> The input:
------------------------------------------------------------
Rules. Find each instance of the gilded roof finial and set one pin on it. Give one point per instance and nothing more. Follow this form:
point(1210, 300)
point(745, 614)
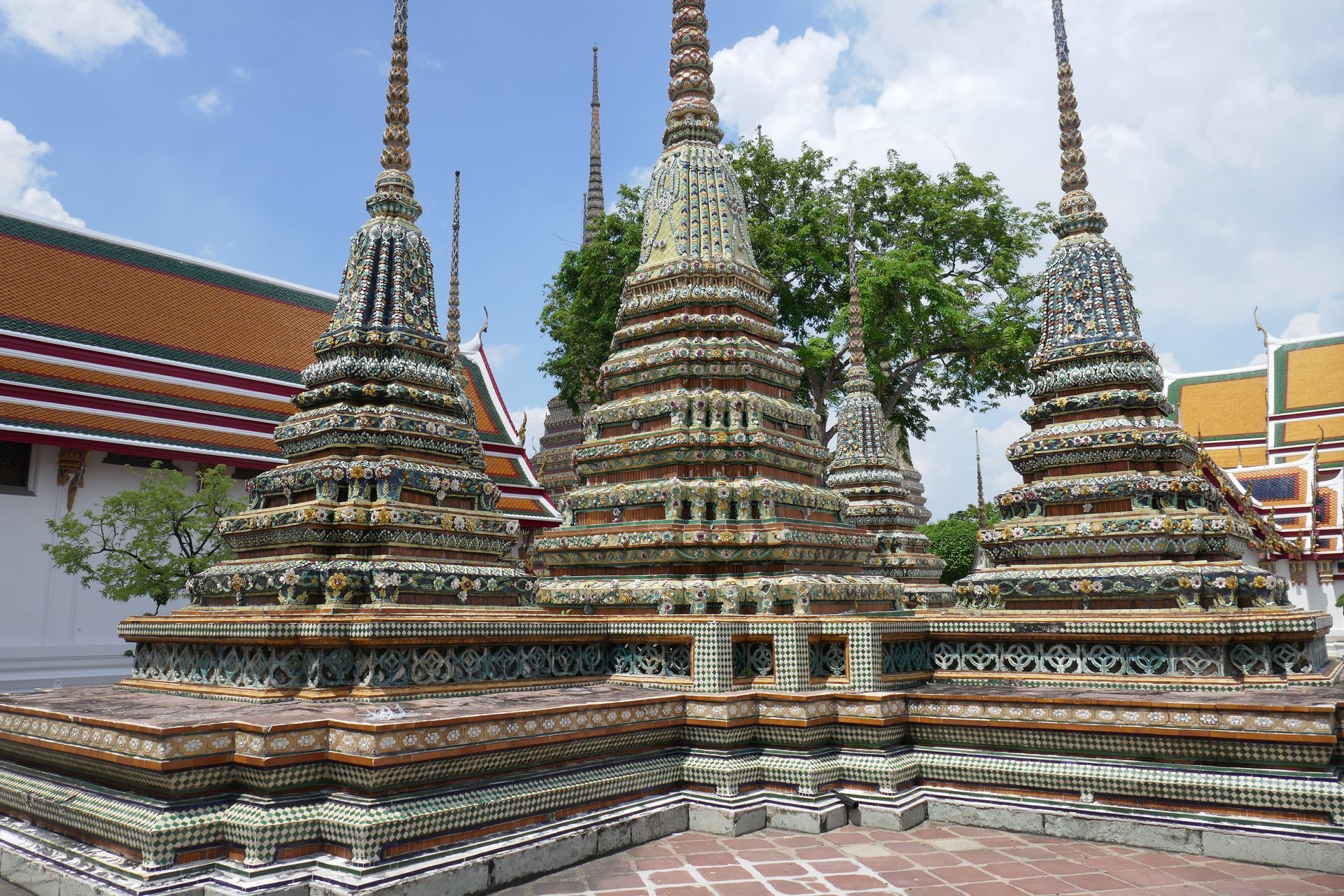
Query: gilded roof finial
point(858, 378)
point(980, 488)
point(1261, 328)
point(691, 90)
point(454, 316)
point(394, 191)
point(594, 203)
point(1077, 207)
------------------------------------------------------------
Turn the lines above into a Markdown table with two columns, Row and Text, numbering each row and skipping any blank lines. Leave the pictures out of the table.

| Row | Text |
|---|---|
| 1 | Rules. Find each instance of the gilded roof finial and set one pin on it. Give one point per instance and nothing more. Follow this form: |
| 2 | point(1210, 300) |
| 3 | point(745, 614) |
| 4 | Query: gilded roof finial |
| 5 | point(858, 378) |
| 6 | point(980, 488) |
| 7 | point(1261, 328) |
| 8 | point(691, 90) |
| 9 | point(454, 316) |
| 10 | point(394, 191) |
| 11 | point(594, 203) |
| 12 | point(1077, 207) |